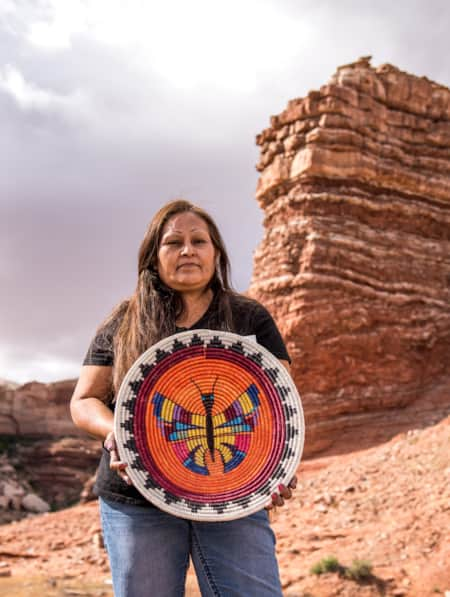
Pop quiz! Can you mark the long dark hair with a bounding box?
[108,199,235,392]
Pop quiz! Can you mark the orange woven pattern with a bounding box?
[115,330,304,521]
[146,355,274,495]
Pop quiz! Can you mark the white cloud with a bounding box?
[0,347,79,384]
[0,0,17,17]
[21,0,314,92]
[0,64,90,116]
[27,0,87,49]
[91,0,314,92]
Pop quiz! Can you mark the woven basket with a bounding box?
[114,329,304,521]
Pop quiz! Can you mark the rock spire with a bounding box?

* [YOUR ASSIGNMENT] Restate the data above word for word, omitting every picture.

* [RESPONSE]
Pop quiz! Can you mark the long dark hair with a bounding box?
[108,199,235,392]
Pop quiz! Can you mark the orange woven pattern with a bounding box?
[115,330,304,521]
[146,355,274,495]
Pop quiz! Can you mark the white cloud with a bounding box?
[0,347,79,384]
[0,0,17,17]
[21,0,314,92]
[0,64,90,116]
[27,0,87,49]
[91,0,314,92]
Pop quiz! Can you mark the woven basket with a bounding box?
[114,329,304,521]
Pop quiz! Can you mark the rock spire with a bounding box?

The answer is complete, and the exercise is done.